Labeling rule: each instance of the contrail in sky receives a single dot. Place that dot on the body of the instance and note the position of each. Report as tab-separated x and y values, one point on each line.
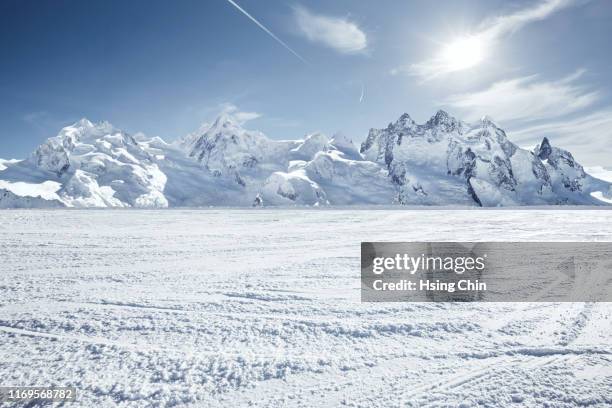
270	33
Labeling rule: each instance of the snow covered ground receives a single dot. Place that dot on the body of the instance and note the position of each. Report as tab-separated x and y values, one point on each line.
239	308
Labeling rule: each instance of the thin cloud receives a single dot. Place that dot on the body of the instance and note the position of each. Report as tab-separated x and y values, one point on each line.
264	28
337	33
526	99
238	115
465	52
587	137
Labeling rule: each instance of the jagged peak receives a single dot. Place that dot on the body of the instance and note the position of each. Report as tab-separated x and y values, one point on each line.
442	118
544	149
487	120
404	120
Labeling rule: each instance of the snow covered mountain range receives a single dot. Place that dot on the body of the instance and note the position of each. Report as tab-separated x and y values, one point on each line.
441	162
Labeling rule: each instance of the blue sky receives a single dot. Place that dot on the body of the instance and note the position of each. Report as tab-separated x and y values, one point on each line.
537	67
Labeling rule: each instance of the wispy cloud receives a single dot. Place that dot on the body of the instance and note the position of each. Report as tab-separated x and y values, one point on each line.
265	29
237	114
337	33
587	137
526	99
468	50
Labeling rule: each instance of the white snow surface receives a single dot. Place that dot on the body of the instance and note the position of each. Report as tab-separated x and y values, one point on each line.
261	308
444	161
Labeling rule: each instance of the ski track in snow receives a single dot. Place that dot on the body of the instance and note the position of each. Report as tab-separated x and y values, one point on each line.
224	307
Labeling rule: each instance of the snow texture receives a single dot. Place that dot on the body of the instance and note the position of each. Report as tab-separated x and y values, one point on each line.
260	308
444	161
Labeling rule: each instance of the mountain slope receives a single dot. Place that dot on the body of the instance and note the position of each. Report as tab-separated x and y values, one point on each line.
441	162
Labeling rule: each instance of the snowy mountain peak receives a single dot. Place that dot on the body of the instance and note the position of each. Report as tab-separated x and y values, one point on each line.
443	161
544	149
442	118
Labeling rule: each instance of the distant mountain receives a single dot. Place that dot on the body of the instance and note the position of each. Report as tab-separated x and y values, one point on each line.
444	161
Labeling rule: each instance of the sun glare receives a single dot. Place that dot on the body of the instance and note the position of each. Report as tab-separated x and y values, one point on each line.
463	53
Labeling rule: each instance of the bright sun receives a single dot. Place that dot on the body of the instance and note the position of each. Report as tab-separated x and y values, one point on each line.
463	53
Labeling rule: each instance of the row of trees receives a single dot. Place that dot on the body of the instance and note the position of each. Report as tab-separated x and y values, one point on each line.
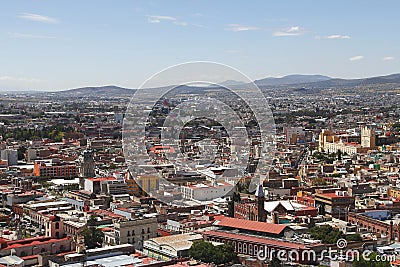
329	235
208	253
54	133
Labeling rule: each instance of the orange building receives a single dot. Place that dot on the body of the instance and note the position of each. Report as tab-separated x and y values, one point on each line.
54	168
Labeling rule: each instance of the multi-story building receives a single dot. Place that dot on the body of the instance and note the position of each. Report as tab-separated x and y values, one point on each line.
205	192
54	168
10	155
170	247
87	164
335	204
134	231
142	184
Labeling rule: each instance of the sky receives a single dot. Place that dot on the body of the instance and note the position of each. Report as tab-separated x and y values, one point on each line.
57	45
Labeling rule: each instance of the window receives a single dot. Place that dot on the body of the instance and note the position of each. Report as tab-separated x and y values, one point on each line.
255	249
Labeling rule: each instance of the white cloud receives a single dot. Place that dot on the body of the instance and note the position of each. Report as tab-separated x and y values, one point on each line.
37	17
27	35
355	58
291	31
19	79
387	58
158	19
337	36
232	51
241	28
180	23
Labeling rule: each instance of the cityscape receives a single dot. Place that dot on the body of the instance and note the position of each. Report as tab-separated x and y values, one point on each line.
200	165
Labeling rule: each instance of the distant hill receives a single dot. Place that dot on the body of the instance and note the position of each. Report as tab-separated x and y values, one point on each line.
298	82
291	79
229	83
102	91
388	79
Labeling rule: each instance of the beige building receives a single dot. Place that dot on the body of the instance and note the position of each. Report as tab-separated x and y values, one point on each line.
133	232
170	247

* YOUR GOAL: Restate each entry word for word, please, but drop any images it holds.

* TASK OUTPUT:
Labeling rule: each instance of the contrail in sky receives a single dot. Place that dot on the body of the instance and note the position of each. Report as tab-separated x and y values, one point on each line.
270	33
Labeling rule: each instance of the snow covered ground receives a single dot. Place that dot on the body of the instance and note the position of each. Report as tab-separated x and y values, one point on each line.
239	308
Labeling rule: each instance of the thin cloud receives a single dot. Place that dot on the body of the instance and note the position of each. Report as tab-separated x and y values, one point on each line.
264	28
337	33
526	99
238	115
465	52
587	137
Labeling rule: each instance of the jagged peak receives a single dot. Place that dot on the body of the instance and note the position of each. Report as tab-separated x and y values, one point on each line.
442	118
544	149
487	120
404	120
Labeling rule: each instance of the snow covered mountain range receives a single dot. Place that dot on the body of the instance and note the position of each. Report as tab-separated x and y values, one point on each line.
441	162
Labeling rule: each instance of the blue sky receives a single dot. Place that dot on the body of the instance and note the position of each. Report as tab-separated x and y values, one point on each line.
537	67
Labeling rule: each instance of the wispy cloud receives a single dot. Place that dot on the body of the instance and note the position of each. Report as tab-separated x and y values, one point on each line.
265	29
237	114
337	33
587	137
526	99
468	50
Labeling rule: each instance of the white snow surface receives a single dot. Place that dot on the body of the instance and note the position of each. Report as tab-separated x and y values, one point on each line.
261	308
444	161
Labeling rule: each instance of the ski track in snow receives a single dot. Place that dot on the body of the instance and note the position of each. Report as tab-separated x and y values, one point on each line.
224	307
Labeling rule: each instance of the snow texture receives a single dot. Place that dot on the body of the instance and note the position of each. Report as tab-separated x and y values, one point on each line.
260	308
444	161
Labeling rule: each instance of the mountain slope receives a single dot. Place that dot on the body of the instance and note the position of each. Report as tab-separated x and y values, one point on each line.
441	162
Labeling rule: each instance of the snowy mountain peak receives a single dot. Place that dot on the body of the instance and note the position of each. Report as tab-separated x and y values, one point on each line.
443	161
544	149
442	118
Labeling rule: each instance of the distant mountain receives a single dot. Place that dot on the body of the instance and note the position of each. Report as tab-separated x and y values, one point on each line.
444	161
Labeling rule: each instance of the sun glare receives a single dot. Place that dot on the body of the instance and note the position of each. Report as tab-separated x and y values, one point on each line.
463	53
Labeling rule: each instance of the bright sun receives a single dot. Place that dot on the body of the instance and note the position of each. Report as tab-separated x and y values, one point on each line.
463	53
Labeling rule: each instance of the row of trees receives a single dot. Place that dot on the body of the instance and note the position of each. Report as tab-separated x and y values, one point on each line.
329	235
208	253
54	133
Labeling rule: each instance of the orange building receives a single dot. Place that dot on the body of the instance and note the position of each. Report as tab-separated x and y values, one point on each line.
54	168
Labeling rule: each instance of the multi-story building receives a single dot. Place that dot on the body of the instance and note the position of each. Report as tab-separated x and y values, one point on each line.
205	192
54	168
10	155
170	247
87	164
335	204
134	231
142	184
Labeling rule: each instance of the sky receives a single dot. Place that dot on the body of the instance and note the position of each. Report as tab-separated x and y values, one point on each line.
57	45
Labeling rule: each instance of the window receives a single dot. Place that dot on the body of the instance and note the position of each. Report as tab-separated x and y values, one point on each line.
255	249
Labeling rule: each instance of the white cloud receives a single dot. Place that dot on the body of the instance and note the position of each. Report as tab-separated x and y values, one point on each line.
37	17
27	35
355	58
291	31
19	79
387	58
158	19
337	36
232	51
241	28
180	23
Labeling rule: each instance of the cityscape receives a single dot. Place that dot on the body of the instance and note the position of each. Report as tab-separated x and y values, one point on each line.
200	165
Labeling rule: each instance of the distant hill receives a single dot. Place that dot on the body of the instance and note the position of each. Report as tab-separated x and y values, one point on each line.
298	82
291	79
229	83
102	91
388	79
Labeling rule: each instance of the beige building receives a single dot. Place that dot on the body of the instance and note the position of each. Report as tab-separated x and y values, one point on each line.
133	232
170	247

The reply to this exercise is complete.